Dataset records start

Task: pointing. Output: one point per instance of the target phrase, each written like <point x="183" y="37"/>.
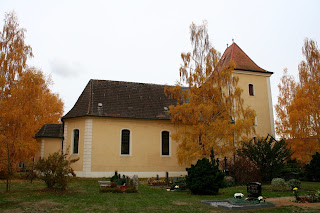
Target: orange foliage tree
<point x="209" y="113"/>
<point x="26" y="102"/>
<point x="298" y="108"/>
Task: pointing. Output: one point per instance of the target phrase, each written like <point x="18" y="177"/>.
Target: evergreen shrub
<point x="204" y="178"/>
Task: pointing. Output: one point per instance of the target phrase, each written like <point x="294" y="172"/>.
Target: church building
<point x="125" y="126"/>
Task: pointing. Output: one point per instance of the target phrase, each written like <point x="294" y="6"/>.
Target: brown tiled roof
<point x="120" y="99"/>
<point x="50" y="131"/>
<point x="240" y="58"/>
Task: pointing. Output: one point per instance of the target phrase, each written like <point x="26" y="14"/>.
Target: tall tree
<point x="298" y="108"/>
<point x="210" y="113"/>
<point x="26" y="102"/>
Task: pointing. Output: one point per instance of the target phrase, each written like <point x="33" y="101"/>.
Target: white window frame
<point x="72" y="142"/>
<point x="255" y="121"/>
<point x="130" y="142"/>
<point x="253" y="90"/>
<point x="165" y="130"/>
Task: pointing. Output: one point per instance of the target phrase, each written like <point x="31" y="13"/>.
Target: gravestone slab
<point x="254" y="189"/>
<point x="228" y="204"/>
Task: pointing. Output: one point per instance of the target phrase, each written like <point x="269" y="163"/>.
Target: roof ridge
<point x="133" y="82"/>
<point x="247" y="56"/>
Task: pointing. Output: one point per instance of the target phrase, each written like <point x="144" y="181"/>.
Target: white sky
<point x="141" y="41"/>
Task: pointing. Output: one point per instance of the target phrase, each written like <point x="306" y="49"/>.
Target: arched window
<point x="165" y="143"/>
<point x="75" y="141"/>
<point x="125" y="142"/>
<point x="251" y="90"/>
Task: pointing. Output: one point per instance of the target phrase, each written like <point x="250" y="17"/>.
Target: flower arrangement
<point x="238" y="195"/>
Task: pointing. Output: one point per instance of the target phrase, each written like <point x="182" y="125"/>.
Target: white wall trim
<point x="42" y="148"/>
<point x="87" y="145"/>
<point x="270" y="108"/>
<point x="65" y="134"/>
<point x="130" y="174"/>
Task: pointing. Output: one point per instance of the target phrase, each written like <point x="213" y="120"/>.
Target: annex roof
<point x="240" y="58"/>
<point x="50" y="131"/>
<point x="121" y="99"/>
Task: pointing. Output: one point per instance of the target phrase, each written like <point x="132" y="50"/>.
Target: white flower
<point x="238" y="195"/>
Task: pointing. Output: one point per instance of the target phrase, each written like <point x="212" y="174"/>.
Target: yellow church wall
<point x="145" y="146"/>
<point x="48" y="146"/>
<point x="261" y="101"/>
<point x="75" y="123"/>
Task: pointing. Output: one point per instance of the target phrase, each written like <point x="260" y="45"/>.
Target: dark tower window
<point x="125" y="142"/>
<point x="75" y="141"/>
<point x="165" y="143"/>
<point x="251" y="90"/>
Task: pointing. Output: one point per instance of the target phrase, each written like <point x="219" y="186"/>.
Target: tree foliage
<point x="268" y="154"/>
<point x="204" y="178"/>
<point x="298" y="108"/>
<point x="313" y="168"/>
<point x="55" y="170"/>
<point x="26" y="102"/>
<point x="206" y="110"/>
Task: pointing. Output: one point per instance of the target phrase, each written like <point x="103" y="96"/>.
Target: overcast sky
<point x="141" y="41"/>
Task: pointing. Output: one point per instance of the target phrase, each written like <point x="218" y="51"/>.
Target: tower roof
<point x="240" y="58"/>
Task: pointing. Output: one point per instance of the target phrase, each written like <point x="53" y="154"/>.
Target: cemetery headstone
<point x="254" y="189"/>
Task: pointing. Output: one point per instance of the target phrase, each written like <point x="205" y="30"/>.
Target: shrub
<point x="181" y="183"/>
<point x="268" y="154"/>
<point x="313" y="168"/>
<point x="244" y="171"/>
<point x="292" y="170"/>
<point x="55" y="170"/>
<point x="204" y="178"/>
<point x="279" y="184"/>
<point x="228" y="181"/>
<point x="294" y="183"/>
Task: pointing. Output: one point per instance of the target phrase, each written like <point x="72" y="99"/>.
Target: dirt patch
<point x="41" y="206"/>
<point x="288" y="201"/>
<point x="180" y="203"/>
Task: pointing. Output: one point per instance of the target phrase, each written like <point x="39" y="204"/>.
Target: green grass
<point x="83" y="196"/>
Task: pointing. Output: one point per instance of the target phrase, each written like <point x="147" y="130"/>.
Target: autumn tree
<point x="209" y="113"/>
<point x="26" y="102"/>
<point x="298" y="107"/>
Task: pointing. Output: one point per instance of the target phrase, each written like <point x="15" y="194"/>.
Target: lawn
<point x="83" y="196"/>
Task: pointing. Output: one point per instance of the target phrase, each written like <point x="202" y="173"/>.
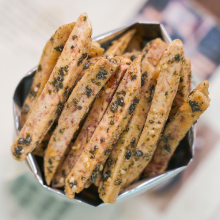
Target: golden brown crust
<point x="154" y="50"/>
<point x="49" y="57"/>
<point x="118" y="162"/>
<point x="169" y="68"/>
<point x="107" y="133"/>
<point x="55" y="92"/>
<point x="96" y="49"/>
<point x="175" y="130"/>
<point x="183" y="89"/>
<point x="94" y="117"/>
<point x="75" y="109"/>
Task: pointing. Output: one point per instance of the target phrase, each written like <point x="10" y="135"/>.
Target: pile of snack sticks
<point x="107" y="117"/>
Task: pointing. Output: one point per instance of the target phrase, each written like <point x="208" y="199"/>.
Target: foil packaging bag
<point x="180" y="160"/>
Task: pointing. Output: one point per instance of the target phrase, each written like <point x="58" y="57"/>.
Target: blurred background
<point x="25" y="26"/>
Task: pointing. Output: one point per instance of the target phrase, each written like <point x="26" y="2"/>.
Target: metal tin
<point x="180" y="160"/>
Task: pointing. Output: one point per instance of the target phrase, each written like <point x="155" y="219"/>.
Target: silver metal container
<point x="180" y="160"/>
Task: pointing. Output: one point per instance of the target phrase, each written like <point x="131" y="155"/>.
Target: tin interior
<point x="179" y="161"/>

Dataset records end

Make an exact copy of all entries above, dropping the images.

**The response:**
Task: pointing. Output: one point per instance of the target phrase, each written like <point x="183" y="37"/>.
Target: orange foliage tree
<point x="209" y="113"/>
<point x="26" y="102"/>
<point x="298" y="108"/>
Task: pointing. Output: one point per instance of the target phrase, each written like <point x="18" y="177"/>.
Target: evergreen shrub
<point x="204" y="178"/>
Task: pointing. Output: one point per instance of the target phrase, each written like <point x="294" y="172"/>.
Target: church building
<point x="125" y="126"/>
Task: pointing. Output: one point per instance of the target phrase, each written like <point x="294" y="6"/>.
Target: brown tiled roof
<point x="120" y="99"/>
<point x="50" y="131"/>
<point x="240" y="58"/>
Task: pointing. Output: one point per instance of the target phrase, each written like <point x="26" y="14"/>.
Target: tall tree
<point x="298" y="108"/>
<point x="210" y="113"/>
<point x="26" y="102"/>
Task: pointing. Output: one point per instance of the target phrase, each written like <point x="33" y="101"/>.
Target: white window frame
<point x="72" y="142"/>
<point x="255" y="121"/>
<point x="130" y="142"/>
<point x="253" y="90"/>
<point x="165" y="130"/>
Task: pointing. Output: one point per instance of the target phrase, each written like <point x="31" y="13"/>.
Target: gravestone slab
<point x="254" y="189"/>
<point x="228" y="204"/>
Task: pointing. Output: one point per instance of the target phrase, each written like <point x="269" y="163"/>.
Target: roof ridge
<point x="133" y="82"/>
<point x="247" y="56"/>
Task: pointing. Output: one point per instance of the target phrase, each written like <point x="144" y="181"/>.
Target: white sky
<point x="141" y="41"/>
Task: pointing. Output: one point per instance of the target phrase, each written like <point x="306" y="49"/>.
Target: arched window
<point x="165" y="143"/>
<point x="75" y="141"/>
<point x="125" y="142"/>
<point x="251" y="90"/>
Task: pointing. Output: one point per instance of the target phrase, each written like <point x="250" y="17"/>.
Target: flower arrangement
<point x="238" y="195"/>
Task: pointing. Output: one point per instance of the target phrase, each written like <point x="182" y="125"/>.
Target: white wall trim
<point x="42" y="148"/>
<point x="87" y="145"/>
<point x="270" y="108"/>
<point x="65" y="134"/>
<point x="130" y="174"/>
Task: pointing. Output: one point per instance of the target phrase, each written like <point x="213" y="120"/>.
Target: annex roof
<point x="240" y="58"/>
<point x="50" y="131"/>
<point x="121" y="99"/>
Task: pointing. Output: one point per instance of the target phrase, each written like <point x="132" y="50"/>.
Target: white flower
<point x="238" y="195"/>
Task: pointing. Output: one point per instance of the target phrase, each written like <point x="212" y="174"/>.
Target: yellow church wall
<point x="145" y="146"/>
<point x="48" y="146"/>
<point x="261" y="101"/>
<point x="75" y="123"/>
Task: pointing. Output: one point per instance of the target phrase, each written like <point x="260" y="45"/>.
Target: dark tower window
<point x="125" y="142"/>
<point x="75" y="141"/>
<point x="165" y="143"/>
<point x="251" y="90"/>
Task: pointing. Output: one point per instance of the target phrase, each written like <point x="219" y="186"/>.
Target: tree foliage
<point x="268" y="154"/>
<point x="204" y="178"/>
<point x="298" y="108"/>
<point x="313" y="168"/>
<point x="55" y="170"/>
<point x="26" y="102"/>
<point x="206" y="110"/>
Task: pointing. Output: one point per instance of the target phrase, each written like <point x="103" y="96"/>.
Target: overcast sky
<point x="141" y="41"/>
Task: pointing. Output: one point per instance of the target phrase, each written like <point x="218" y="51"/>.
Target: tower roof
<point x="240" y="58"/>
Task: pointing. Output: one point per instance of the target phrase, each written like <point x="53" y="154"/>.
Target: cemetery headstone
<point x="254" y="189"/>
Task: pointing. Output: one point per instance of the target phrase, each written like <point x="205" y="30"/>.
Target: shrub
<point x="181" y="183"/>
<point x="268" y="154"/>
<point x="313" y="168"/>
<point x="244" y="171"/>
<point x="292" y="170"/>
<point x="55" y="170"/>
<point x="204" y="178"/>
<point x="279" y="184"/>
<point x="228" y="181"/>
<point x="294" y="183"/>
Task: pointing. Output: one point per instance of the target phrase, each written like <point x="72" y="99"/>.
Target: dirt patch
<point x="41" y="206"/>
<point x="288" y="201"/>
<point x="180" y="203"/>
Task: pointing. Output: one point per instance of the target phrase, each written like <point x="39" y="204"/>.
Target: green grass
<point x="83" y="196"/>
Task: pointing. Output: one point per instance of the target phrase, each written like <point x="147" y="130"/>.
Target: autumn tree
<point x="209" y="113"/>
<point x="26" y="102"/>
<point x="298" y="107"/>
Task: pointing. Output: one point per instance of the target phrase, each written like <point x="15" y="194"/>.
Target: lawn
<point x="83" y="196"/>
Task: pointing. Output: one point per instance of the target phrase, each written like <point x="202" y="173"/>.
Target: golden brown crust
<point x="154" y="50"/>
<point x="49" y="57"/>
<point x="118" y="162"/>
<point x="169" y="68"/>
<point x="107" y="133"/>
<point x="55" y="92"/>
<point x="96" y="49"/>
<point x="175" y="130"/>
<point x="183" y="89"/>
<point x="94" y="117"/>
<point x="75" y="109"/>
Task: pointing. Output: one point per instance of the target phrase, each written like <point x="10" y="135"/>.
Target: pile of snack sticks
<point x="107" y="117"/>
Task: pointing. Output: one point per instance of the target phrase, each written like <point x="208" y="199"/>.
Target: foil packaging bag
<point x="180" y="160"/>
Task: pointing. Output: one point per instance of the target phrase, each written like <point x="58" y="57"/>.
Target: blurred background
<point x="25" y="26"/>
Task: pointing. Output: one point per instance of the target phrase, each written like <point x="26" y="2"/>.
Target: metal tin
<point x="180" y="160"/>
Task: pointing. Output: one point per instance of the target phrase, each written like <point x="155" y="219"/>.
Target: silver metal container
<point x="180" y="160"/>
Task: pointing. Output: one point per instance of the target phrase, each written like <point x="131" y="155"/>.
Target: tin interior
<point x="179" y="161"/>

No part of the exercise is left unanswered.